Job 1: From the text on extreme precipitation below, extract the passage word for word, starting at "Figure S1 shows" and ending at "simulations (not shown).".

Text section:

▽

Figure 4a shows that the EURO-CORDEX simulations have more 20-year events of small-to-medium size, when compared to the ERA5 results, which is counterbalanced by fewer of the largest-sized events. One plausible explanation for the shift of large-size events toward small-to-medium size events is that the EURO-CORDEX simulations have a finer grid mesh, providing a smaller scale information to the interpolated grid when compared to ERA5. It would then be expected that smaller system size would be more frequent in those simulations, reducing the numbers of large-size events. The large inter-model spread from small-to-medium bin size is partly an artefact of the relatively small number of events in this section of the distribution, while at the same time the different models may have different capacity of representing small intense systems. It is worth mentioning that one large-size event is not necessarily compensated by one small-to-medium size event but rather several.
In general, Fig. 4 shows that the hindcast simulations and ERA5 are having a similar size distribution. Similar comments could be made for the historical simulations (see Fig. S3), indicating that there are no major discepancies in the simulated precipitation within the domain among RCMs driven by GCMs and when driven by re-analysis on the boundaries. This corroborates the interpretation that at least part of the ERA5 result is due to the coarser horizontal resolution compared to that of the RCMs.
Figure S1 shows the EURO-CORDEX 20y-size[90th] together with the 20y-size[90th] from ERA5 (on the ERA5 grid, Hindcast results on their original grid are shown in Fig. S2). Overall, ERA5 (Fig. S1a) has more large-size systems.
Figure 5 shows that seasonality of 20y-size extreme events differ depending on the regions for the reference period of 1986-2005. For ERA5 and all CORDEX simulations, extreme precipitation in the North-Eastern part (for example Central-Europe, the Alps and Eastern Europe as defined in Fig. 1) of the domain has a strong tendency to occur during summer. The rest of the domain is split between the 3 other seasons. Those results are in agreement with Marelle et al. (2018) using CMIP5 models and with the historical simulations (not shown).
Change in size and the total system average precipitation
Figures 6 and 7 shows the changes (one member, one vote) in number of events and average intensity per size category for the 1 \(^\circ\)C, 2 \(^\circ\)C and the 3 \(^\circ\)C warming levels (shown in green, blue and red, respectively) for the whole domain (Fig. 6) and the sub-regions (Fig. 7).
For the sake of clarification, here, we give an example of how to read the change in number of the large event (> 512\(^2\) km\(^2\)) and the associated changes 20y-size[99th] under a warmer conditions for the whole EURO-CORDEX domain. For this, one can look at the last bin of Fig. 6a which shows an increase in numbers of large events as the climate warms (for example, the 50th percentile shows a increase of \(\approx\) 125 events for the 3 \(^\circ\)C level). Directly below (Fig. 6b) in the same bin (i.e. > 512\(^2\) km\(^2\)) the ratio of the different warming level results with respect to the historical results for 20y-size[99th] is shown (for example, the 50th percentile shows a ratio of \(\approx\) 1.2 for the 3 \(^\circ\)C level)

△

Job 2: Count the lines in the entries below that contain the string "fender", treating upper and lower case as different. Give only the number.

Input for this task:
▽

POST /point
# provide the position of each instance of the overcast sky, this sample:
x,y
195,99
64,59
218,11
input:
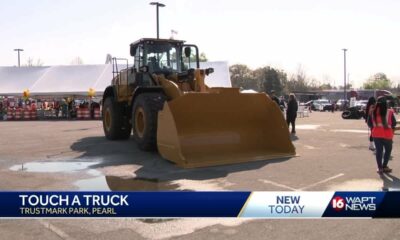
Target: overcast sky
x,y
282,34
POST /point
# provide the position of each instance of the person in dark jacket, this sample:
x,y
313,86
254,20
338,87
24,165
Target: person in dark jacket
x,y
291,112
368,111
274,97
383,122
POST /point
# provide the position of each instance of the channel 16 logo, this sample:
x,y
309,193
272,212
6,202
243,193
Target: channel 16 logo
x,y
354,203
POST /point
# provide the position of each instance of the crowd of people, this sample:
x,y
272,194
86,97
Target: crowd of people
x,y
379,116
63,108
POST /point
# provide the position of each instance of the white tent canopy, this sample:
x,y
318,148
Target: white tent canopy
x,y
78,79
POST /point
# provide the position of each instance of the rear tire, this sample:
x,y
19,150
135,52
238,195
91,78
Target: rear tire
x,y
115,124
144,119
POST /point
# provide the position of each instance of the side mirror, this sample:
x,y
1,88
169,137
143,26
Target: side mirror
x,y
188,51
133,50
144,69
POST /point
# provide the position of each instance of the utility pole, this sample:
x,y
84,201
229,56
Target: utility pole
x,y
157,4
19,50
344,67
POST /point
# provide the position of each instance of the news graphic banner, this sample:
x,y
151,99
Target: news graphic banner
x,y
176,204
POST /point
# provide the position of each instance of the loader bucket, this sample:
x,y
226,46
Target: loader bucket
x,y
222,126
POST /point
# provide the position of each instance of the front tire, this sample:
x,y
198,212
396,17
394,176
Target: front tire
x,y
144,119
115,124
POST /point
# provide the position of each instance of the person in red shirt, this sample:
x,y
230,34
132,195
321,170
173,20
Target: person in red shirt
x,y
368,111
383,122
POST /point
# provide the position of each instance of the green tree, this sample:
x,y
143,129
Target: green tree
x,y
243,77
378,81
270,79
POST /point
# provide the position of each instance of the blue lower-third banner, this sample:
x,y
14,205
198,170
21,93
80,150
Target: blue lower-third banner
x,y
176,204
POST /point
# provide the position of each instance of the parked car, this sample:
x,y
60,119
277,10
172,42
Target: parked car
x,y
341,103
362,104
322,105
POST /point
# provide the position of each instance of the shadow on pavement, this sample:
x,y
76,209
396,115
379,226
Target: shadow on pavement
x,y
390,182
152,165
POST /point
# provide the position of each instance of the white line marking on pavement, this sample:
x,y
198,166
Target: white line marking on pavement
x,y
320,182
348,130
277,184
55,230
307,127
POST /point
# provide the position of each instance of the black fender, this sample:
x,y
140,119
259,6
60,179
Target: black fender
x,y
109,92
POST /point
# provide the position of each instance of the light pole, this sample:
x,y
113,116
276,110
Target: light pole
x,y
157,4
344,67
19,50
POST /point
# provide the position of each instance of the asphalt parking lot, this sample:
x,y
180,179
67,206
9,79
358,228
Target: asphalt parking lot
x,y
74,155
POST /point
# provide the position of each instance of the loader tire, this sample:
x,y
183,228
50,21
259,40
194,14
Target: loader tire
x,y
115,125
144,119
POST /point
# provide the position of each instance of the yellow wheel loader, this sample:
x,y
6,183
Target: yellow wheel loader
x,y
166,102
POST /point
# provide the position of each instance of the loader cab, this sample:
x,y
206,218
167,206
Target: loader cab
x,y
163,56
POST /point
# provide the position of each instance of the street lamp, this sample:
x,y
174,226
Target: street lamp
x,y
157,4
344,67
19,50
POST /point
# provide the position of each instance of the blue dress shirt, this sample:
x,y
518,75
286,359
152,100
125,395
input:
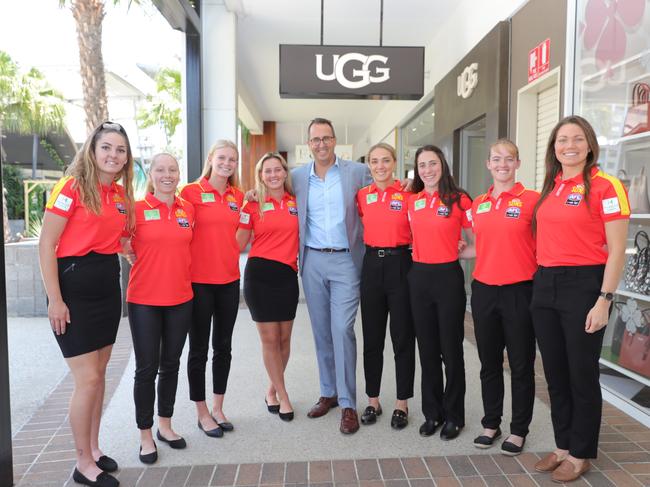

△

Expected answer 1:
Figure S1 shows the EURO-CORDEX 20y-size[90th] together with the 20y-size[90th] from ERA5 (on the ERA5 grid, Hindcast results on their original grid are shown in Fig. S2). Overall, ERA5 (Fig. S1a) has more large-size systems.
Figure 5 shows that seasonality of 20y-size extreme events differ depending on the regions for the reference period of 1986-2005. For ERA5 and all CORDEX simulations, extreme precipitation in the North-Eastern part (for example Central-Europe, the Alps and Eastern Europe as defined in Fig. 1) of the domain has a strong tendency to occur during summer. The rest of the domain is split between the 3 other seasons. Those results are in agreement with Marelle et al. (2018) using CMIP5 models and with the historical simulations (not shown).

Expected answer 2: 2